- Page excerpt:
====================
No banks or institutions are involved in accounting for your money as there are no mediators to authorize transactions for these applications. There are multiple software available for users, most of which have been built using the Ethereum network.
Risks of Using DeFi?
The decentralized finance space remains an emerging market that still faces some flaws. DeFi is yet to reach its desired level of adoption, and for it to do so, blockchains must become more stable. Blockchain infrastructure is still in its early form, most of which is inefficient for developers and users alike.
On some platforms, transactions move at a slow pace, and this will probably continue to be the case until the dependability improves. Fiat on-ramps (a service that facilitates the exchange of fiat money to cryptocurrencies) to DeFi platforms can also be slow, which dampens user adoption.
DeFi has grown leaps and bounds in the past years. Given its youth and innovation, the legal details around DeFi have not yet fully emerged. Governments across the globe may aim to fit their current regulatory guidelines onto DeFi, or they may construct new laws on the sector. Regardless DeFi and its users may already be subject to specific regulations in some regions.
Uses of DeFi
DeFi is creating an impact in a wide variety of simple and complex financial transactions. It is engineered by decentralized apps (dApps), or other programs called protocols. dApps and protocols handle transactions in two cryptocurrencies, namely Bitcoin (BTC) and Ethereum (ETH).
====================
[Dataset records]

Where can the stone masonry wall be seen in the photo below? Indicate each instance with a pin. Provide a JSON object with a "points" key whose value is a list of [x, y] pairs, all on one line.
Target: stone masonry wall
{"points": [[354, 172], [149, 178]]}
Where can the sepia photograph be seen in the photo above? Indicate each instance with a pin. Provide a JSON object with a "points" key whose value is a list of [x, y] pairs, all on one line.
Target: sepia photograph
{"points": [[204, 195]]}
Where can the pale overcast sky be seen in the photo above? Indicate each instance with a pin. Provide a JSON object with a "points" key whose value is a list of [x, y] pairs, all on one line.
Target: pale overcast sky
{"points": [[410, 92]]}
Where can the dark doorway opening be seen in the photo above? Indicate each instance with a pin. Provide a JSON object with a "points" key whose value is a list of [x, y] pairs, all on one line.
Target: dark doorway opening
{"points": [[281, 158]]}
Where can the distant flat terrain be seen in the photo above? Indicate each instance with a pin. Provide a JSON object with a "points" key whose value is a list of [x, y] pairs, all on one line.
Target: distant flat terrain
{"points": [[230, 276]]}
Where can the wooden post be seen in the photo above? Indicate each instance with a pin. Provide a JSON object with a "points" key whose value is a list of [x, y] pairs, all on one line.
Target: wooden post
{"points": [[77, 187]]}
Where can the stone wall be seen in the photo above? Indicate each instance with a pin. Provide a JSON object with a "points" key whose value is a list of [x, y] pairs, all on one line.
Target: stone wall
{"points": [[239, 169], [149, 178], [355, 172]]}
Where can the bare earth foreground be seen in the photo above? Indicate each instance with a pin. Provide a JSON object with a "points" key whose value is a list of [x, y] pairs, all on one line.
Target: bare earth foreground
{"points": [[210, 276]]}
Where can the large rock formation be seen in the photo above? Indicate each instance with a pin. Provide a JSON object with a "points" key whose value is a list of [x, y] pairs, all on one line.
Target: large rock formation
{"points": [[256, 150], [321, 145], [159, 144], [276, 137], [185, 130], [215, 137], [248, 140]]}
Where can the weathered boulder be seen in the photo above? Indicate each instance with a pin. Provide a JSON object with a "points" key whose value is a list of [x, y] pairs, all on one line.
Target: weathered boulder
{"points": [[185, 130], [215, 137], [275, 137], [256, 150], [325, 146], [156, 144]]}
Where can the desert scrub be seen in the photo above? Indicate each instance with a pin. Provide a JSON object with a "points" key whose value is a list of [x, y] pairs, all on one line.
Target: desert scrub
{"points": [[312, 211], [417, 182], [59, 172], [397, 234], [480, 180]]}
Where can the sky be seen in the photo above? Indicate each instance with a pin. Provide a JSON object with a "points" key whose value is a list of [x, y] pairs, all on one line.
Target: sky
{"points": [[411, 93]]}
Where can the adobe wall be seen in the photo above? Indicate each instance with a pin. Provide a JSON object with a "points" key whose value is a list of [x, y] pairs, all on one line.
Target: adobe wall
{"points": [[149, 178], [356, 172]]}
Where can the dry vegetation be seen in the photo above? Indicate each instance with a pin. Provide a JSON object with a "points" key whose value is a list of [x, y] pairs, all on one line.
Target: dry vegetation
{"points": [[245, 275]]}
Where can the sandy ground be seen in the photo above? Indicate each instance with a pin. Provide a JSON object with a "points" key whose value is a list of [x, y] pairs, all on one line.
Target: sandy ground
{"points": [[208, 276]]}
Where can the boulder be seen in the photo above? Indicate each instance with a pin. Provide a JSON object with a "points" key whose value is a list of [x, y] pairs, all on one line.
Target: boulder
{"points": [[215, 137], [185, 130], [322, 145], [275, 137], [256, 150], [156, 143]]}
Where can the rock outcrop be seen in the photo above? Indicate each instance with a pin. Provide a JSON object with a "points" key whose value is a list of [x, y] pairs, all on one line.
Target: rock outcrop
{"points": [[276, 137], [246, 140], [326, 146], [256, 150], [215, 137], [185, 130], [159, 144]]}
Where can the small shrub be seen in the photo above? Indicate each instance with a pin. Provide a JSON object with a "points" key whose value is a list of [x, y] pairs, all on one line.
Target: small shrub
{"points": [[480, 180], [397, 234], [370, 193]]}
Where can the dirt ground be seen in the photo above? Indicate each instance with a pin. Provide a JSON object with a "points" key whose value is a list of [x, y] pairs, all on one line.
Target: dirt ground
====================
- Exercise instructions:
a - List every abbreviation that appears in parentheses in the excerpt on decentralized finance, together with the term it follows.
b - Resume the excerpt on decentralized finance, picking up right after its final sentence.

- Answers for each item:
a -
decentralized apps (dApps)
Bitcoin (BTC)
Ethereum (ETH)

b -
While Bitcoin is the more commonly used cryptocurrency among the masses, Ethereum is much more applicable for a wider variety of uses. Most of the dApp and protocol landscape use the Ethereum-based code.
Take a look at some of the ways dApps and protocols are used:
- Traditional Financial Transactions. DeFi provides a channel for anything, including payments, trading securities, and insurance to lending and borrowing.
- Stablecoins. While cryptocurrencies are notably volatile, stablecoins attempt to stabilize their values by linking them to non-digital currencies, like the USD and Sterling Pounds.
- Yield Harvesting. An emerging financial technology that aims to remove intermediaries in financial transactions, has opened up multiple channels of income for investors. Yield farming involves staking your cryptocurrencies to be rewarded in the form of transaction fees.
- Non-Fungible Tokens (NFTs). NFTs create digital assets out of typically non-tradable assets, like videos of basketball shots or Twitter tweets.
- Flash Loans. These are cryptocurrency loans that borrow and return funds in the same transaction. Sounds surreal, right? Here’s how it works: borrowers have the potential to make money by entering into a contract encoded on the Ethereum blockchain that borrows funds, executes a transaction, and repays the loan instantly. If the transaction cannot be executed or may incur a loss, the funds will be sent to the loaner automatically.
- Decentralized Exchanges (DEXs). Currently, most cryptocurrency investors use centralized exchanges like Coinbase or Gemini. DEXs facilitate peer-to-peer financial transactions and let users maintain control over their funds.
- E-wallets. DeFi developers are creating digital wallets that can independently operate cryptocurrency exchanges. This will allow investors to gain access to everything from cryptocurrency to blockchain-based technologies.
Prevailing Risks in DeFi Investments
Basically, the smaller the capitalization is, the riskier the investment is. Therefore, it is recommended to look at the liquidity of tokens before investing your funds. Ensure you know how long a DeFi protocol has been operating and how much money it has in total deposits before investing.